## Task brief
Give back every record below precisely as written.

Saved data entries

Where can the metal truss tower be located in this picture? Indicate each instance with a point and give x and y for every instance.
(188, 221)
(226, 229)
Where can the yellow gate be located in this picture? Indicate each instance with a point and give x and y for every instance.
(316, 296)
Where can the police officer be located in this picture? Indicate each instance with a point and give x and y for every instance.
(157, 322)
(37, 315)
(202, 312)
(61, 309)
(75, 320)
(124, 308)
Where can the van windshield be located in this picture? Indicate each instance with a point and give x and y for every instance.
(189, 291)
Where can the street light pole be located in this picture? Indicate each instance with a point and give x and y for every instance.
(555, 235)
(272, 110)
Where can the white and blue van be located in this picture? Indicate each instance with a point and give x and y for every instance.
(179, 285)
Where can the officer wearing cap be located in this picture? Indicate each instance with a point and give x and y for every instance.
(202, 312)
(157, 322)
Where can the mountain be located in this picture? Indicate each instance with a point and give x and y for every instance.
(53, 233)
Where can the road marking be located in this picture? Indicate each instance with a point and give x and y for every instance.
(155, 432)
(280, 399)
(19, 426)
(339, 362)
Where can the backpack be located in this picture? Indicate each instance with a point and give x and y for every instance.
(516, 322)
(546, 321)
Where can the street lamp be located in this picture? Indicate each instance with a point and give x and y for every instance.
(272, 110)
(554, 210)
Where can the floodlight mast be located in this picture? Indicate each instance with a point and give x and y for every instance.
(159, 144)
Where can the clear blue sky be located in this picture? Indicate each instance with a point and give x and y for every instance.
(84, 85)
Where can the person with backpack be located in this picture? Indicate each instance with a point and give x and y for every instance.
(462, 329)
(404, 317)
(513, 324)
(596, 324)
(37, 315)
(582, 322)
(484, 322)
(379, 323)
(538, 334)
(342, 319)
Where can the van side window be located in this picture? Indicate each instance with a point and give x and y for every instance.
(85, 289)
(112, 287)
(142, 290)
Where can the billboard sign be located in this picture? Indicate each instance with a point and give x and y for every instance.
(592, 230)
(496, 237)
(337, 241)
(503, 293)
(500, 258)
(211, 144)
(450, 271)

## Solution for this problem
Where can the metal truss tower be located in this picture? Indicate each instance with a point and give x and y for every instance.
(188, 221)
(226, 229)
Where can the yellow gate be located in this picture? Indicate each instance with a point and give x and y for every instance.
(316, 296)
Where can the police officer be located in this picture? Indicate each instance with a point and give x and y for every instance.
(157, 322)
(37, 315)
(202, 312)
(61, 309)
(75, 320)
(124, 308)
Where can the van windshield be located in this picture? Indicate each instance with a point and give x and y for every instance.
(189, 291)
Where can the street light pole be located in this picture? Indicate each instance with a point and give x and y for every instance.
(555, 235)
(272, 110)
Where can the white and blue van be located in this picture? Indicate each instance with a point and give x and y for every instance.
(179, 285)
Where can the officer wearing cap be located in this picture? Indicate each instance with a point and give x and y for every instance.
(202, 312)
(157, 322)
Where can the mountain be located in this picture? Indicate each instance with a point and give x and y for every instance.
(53, 233)
Where can the road marking be located in this picture? Indicate each instance with a point and give x and y for every instance.
(155, 432)
(280, 399)
(19, 426)
(339, 362)
Where can the backpack be located in this picture? Indicate each instance with a point and give x and y for every instance.
(516, 322)
(546, 321)
Where can the street lamp be located in this picture? Indicate each instance with a point and give x and y for every instance.
(272, 110)
(554, 210)
Where can the floodlight mast be located in this picture? Indicate each instance with a point and give x and y for every instance.
(159, 144)
Where can the clear blue sky be located in this picture? Indicate each instance with a point and give x and y for every instance.
(84, 85)
Where can the person with backpack be located in this picture? Indicate each instance with a point and give x and y for every instance.
(462, 329)
(404, 317)
(513, 324)
(596, 324)
(37, 315)
(582, 322)
(484, 322)
(379, 323)
(538, 334)
(342, 319)
Where can the van side window be located in this picture? Indicate each instance with a point and give x and y for every instance.
(85, 289)
(112, 287)
(142, 290)
Where can the billboard sign be located in this picture? Indicate each instance with a point and give x and y for every instance.
(592, 230)
(496, 237)
(337, 241)
(503, 293)
(500, 258)
(211, 144)
(450, 271)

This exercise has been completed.